Collected data entries:
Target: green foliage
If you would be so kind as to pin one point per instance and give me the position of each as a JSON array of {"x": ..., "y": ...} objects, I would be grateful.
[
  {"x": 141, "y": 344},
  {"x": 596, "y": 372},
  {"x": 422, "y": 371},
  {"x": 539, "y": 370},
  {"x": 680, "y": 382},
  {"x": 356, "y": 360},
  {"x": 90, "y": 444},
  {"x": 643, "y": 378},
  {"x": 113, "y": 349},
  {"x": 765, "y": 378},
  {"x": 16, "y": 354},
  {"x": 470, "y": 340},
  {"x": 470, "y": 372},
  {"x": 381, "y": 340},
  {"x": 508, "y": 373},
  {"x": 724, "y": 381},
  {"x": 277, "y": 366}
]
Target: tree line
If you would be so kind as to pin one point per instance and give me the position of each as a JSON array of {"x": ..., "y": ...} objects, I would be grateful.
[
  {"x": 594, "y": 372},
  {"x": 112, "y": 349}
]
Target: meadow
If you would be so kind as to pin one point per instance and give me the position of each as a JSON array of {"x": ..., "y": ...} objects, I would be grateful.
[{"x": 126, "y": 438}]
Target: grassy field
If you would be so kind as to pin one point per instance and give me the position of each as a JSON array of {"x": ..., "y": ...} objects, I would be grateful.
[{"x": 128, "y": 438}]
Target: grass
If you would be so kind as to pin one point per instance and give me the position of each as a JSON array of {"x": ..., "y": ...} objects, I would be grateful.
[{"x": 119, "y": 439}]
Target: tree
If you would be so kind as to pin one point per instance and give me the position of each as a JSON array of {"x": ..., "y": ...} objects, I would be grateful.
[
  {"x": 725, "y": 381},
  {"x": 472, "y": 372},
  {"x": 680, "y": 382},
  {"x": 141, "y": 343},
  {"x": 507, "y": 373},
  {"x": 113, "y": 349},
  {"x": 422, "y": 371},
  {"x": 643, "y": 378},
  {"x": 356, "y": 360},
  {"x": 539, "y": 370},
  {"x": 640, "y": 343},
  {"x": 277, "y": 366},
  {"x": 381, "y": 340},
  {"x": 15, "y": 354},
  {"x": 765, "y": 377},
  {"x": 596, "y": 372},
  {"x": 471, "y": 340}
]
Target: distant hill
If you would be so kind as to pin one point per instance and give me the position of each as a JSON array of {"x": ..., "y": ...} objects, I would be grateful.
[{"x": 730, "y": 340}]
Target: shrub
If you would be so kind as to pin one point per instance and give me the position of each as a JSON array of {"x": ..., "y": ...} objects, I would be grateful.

#### Request:
Lay out as a numbered list the lines of the items above, beginning at the line that contains "Target: shrub" and stopping after the last line of the items, with blank lines left out.

#### Written response:
1. Target: shrub
2. If you would be so kind as to pin one point per instance and give me the position of each as a JSON array of {"x": ..., "y": ...} objects, I would be grateful.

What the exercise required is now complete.